**What you need to do:**
Here the requirement is to repeat every record exactly, in full.

**Source data:**
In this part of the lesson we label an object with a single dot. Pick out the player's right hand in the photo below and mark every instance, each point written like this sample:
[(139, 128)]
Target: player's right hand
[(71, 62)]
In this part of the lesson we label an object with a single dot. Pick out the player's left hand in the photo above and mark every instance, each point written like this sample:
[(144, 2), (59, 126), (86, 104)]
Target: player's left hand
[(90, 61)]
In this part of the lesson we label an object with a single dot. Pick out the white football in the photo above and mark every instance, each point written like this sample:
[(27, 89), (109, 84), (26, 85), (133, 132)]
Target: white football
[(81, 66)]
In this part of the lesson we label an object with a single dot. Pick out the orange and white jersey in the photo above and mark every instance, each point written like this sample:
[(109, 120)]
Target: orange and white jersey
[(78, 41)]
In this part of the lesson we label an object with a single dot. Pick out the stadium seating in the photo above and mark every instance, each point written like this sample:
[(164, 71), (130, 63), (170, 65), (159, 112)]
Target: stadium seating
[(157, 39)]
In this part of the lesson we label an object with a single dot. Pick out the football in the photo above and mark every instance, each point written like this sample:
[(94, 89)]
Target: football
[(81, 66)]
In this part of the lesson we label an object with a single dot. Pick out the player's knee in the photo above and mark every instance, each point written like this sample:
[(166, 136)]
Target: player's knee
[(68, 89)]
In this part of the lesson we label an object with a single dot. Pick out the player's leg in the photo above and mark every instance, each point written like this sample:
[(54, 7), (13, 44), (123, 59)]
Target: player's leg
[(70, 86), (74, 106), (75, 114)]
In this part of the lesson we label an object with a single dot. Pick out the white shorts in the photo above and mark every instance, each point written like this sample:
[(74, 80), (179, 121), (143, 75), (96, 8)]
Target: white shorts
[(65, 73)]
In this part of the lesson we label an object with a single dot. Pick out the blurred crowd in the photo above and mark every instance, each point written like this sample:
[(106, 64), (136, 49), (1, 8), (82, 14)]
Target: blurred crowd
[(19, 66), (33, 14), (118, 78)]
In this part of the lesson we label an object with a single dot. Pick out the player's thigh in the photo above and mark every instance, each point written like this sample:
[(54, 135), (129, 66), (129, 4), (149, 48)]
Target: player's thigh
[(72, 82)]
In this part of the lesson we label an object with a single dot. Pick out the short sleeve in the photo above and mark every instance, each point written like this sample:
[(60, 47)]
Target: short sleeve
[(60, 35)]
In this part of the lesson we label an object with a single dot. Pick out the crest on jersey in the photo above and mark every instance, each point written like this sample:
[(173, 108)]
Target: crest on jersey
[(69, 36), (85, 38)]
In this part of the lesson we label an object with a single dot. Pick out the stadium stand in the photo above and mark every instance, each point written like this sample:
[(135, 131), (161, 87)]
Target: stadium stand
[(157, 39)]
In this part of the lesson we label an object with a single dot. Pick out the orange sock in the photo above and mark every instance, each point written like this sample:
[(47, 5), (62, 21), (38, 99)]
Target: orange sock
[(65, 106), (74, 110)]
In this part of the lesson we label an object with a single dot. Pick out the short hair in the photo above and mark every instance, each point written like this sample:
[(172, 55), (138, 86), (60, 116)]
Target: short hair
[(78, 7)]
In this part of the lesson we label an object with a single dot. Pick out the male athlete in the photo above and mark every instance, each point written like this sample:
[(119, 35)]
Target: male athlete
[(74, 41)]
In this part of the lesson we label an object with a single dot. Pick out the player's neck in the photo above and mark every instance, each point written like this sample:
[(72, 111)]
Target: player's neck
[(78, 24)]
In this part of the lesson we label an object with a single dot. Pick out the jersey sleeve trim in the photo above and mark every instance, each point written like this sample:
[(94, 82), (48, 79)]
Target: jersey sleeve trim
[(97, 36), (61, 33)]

**Solution to the problem:**
In this part of the lesson we label an object with a single dot. Pick out the player's right hand in the photo below and mark every instance, each point written like this sample:
[(139, 128)]
Target: player's right hand
[(71, 62)]
In this part of the lesson we label an object with a single dot. Pick out the player's left hand in the photo above and mark every instance, each point written like this sample:
[(144, 2), (59, 126), (86, 104)]
Target: player's left hand
[(90, 61)]
In this part of the lesson we label an object with a single dot. Pick out the white football in the photo above and mark every instance, each point written like this sample:
[(27, 89), (109, 84), (26, 85), (133, 132)]
Target: white football
[(81, 66)]
In this part of the lesson we label an object with a single dot. Pick out the orange and white jersey in the photo above and mark every instance, each point written like this sample:
[(109, 120)]
Target: orange and white jersey
[(78, 41)]
In this part of the lesson we label an object with a single dot. Pick out the stadium seating in the photo above and mark every instance, each point written like this sample:
[(164, 71), (130, 63), (170, 65), (159, 112)]
Target: stadium seating
[(157, 39)]
In this part of the lesson we label an object with a single dot. Pick out the football in the photo above and mark every instance, each point written like this sample:
[(94, 89)]
Target: football
[(81, 66)]
In this part of the lesson we label an object with a single dot. Pick out the player's knee in the photo above and mark every instance, each point written like this sample:
[(166, 136)]
Target: player's knee
[(68, 89)]
In this part of the lesson we label an object with a single dot. Pick out the player's leg in the photo above and mark every instance, each point written like this sample:
[(54, 7), (13, 44), (123, 59)]
Target: player's leg
[(70, 86), (74, 106), (75, 114)]
In this part of the lesson we label an object with a single dot. Pick out the white shorts in the photo above and mark every instance, each point written like this sample:
[(74, 80), (179, 121), (143, 75), (96, 8)]
Target: white shorts
[(65, 73)]
In this part of the lesson we label an object with a single dot. Pick out the blurred crowd in the photo above and mark every instance, each point written like this sample:
[(106, 64), (136, 49), (1, 8), (82, 14)]
Target: blurred crowd
[(19, 66), (33, 14), (118, 78)]
In this part of the lesson we label an object with a single dot. Pick out the player's thigh in the photo above and mark every instance, each point written like this sample:
[(54, 135), (129, 66), (129, 4), (149, 48)]
Target: player's thigh
[(72, 82)]
In this part of the lesson we label an object with a single dot. Pick out the short sleeve in the photo above and mark every instance, each point written like this sample:
[(60, 47)]
Target: short sleeve
[(60, 35)]
In this part of the lesson we label an object with a single dot. Pick out the crest on jersey in the photo above and mark every instance, each point written like this sample:
[(173, 108)]
Target: crest on jersey
[(69, 36), (85, 38)]
In this part of the lesson we label an object with a single dot. Pick out the stadium stand in the photo above and mark every instance, each point written like this sample:
[(135, 131), (161, 87)]
Target: stadium stand
[(157, 39)]
In this part of the lesson we label an object with a single dot. Pick out the orange sock in the photo above and mark every instance, each point written like this sample:
[(47, 5), (62, 21), (38, 99)]
Target: orange sock
[(65, 106), (74, 110)]
In this part of the lesson we label an object with a single dot. Pick out the short hair in the photo above and mark every instance, each point written like this sample:
[(172, 55), (138, 86), (60, 116)]
Target: short hair
[(78, 7)]
In this part of the lesson we label an object with a single dot. Pick out the male athlete in the photo above and mark every instance, each point written like this sample:
[(119, 35)]
Target: male athlete
[(74, 41)]
In this part of the lesson we label an object with a single dot. Pick out the player's neck in the photo above and mark every instance, each point written like this sample:
[(72, 111)]
Target: player's neck
[(78, 24)]
In this part of the lesson we label an object with a single dot. Pick out the jersey sleeve trim in the photo above and mark every instance, each point written like this sample:
[(94, 82), (48, 79)]
Target: jersey sleeve trim
[(97, 36), (61, 33)]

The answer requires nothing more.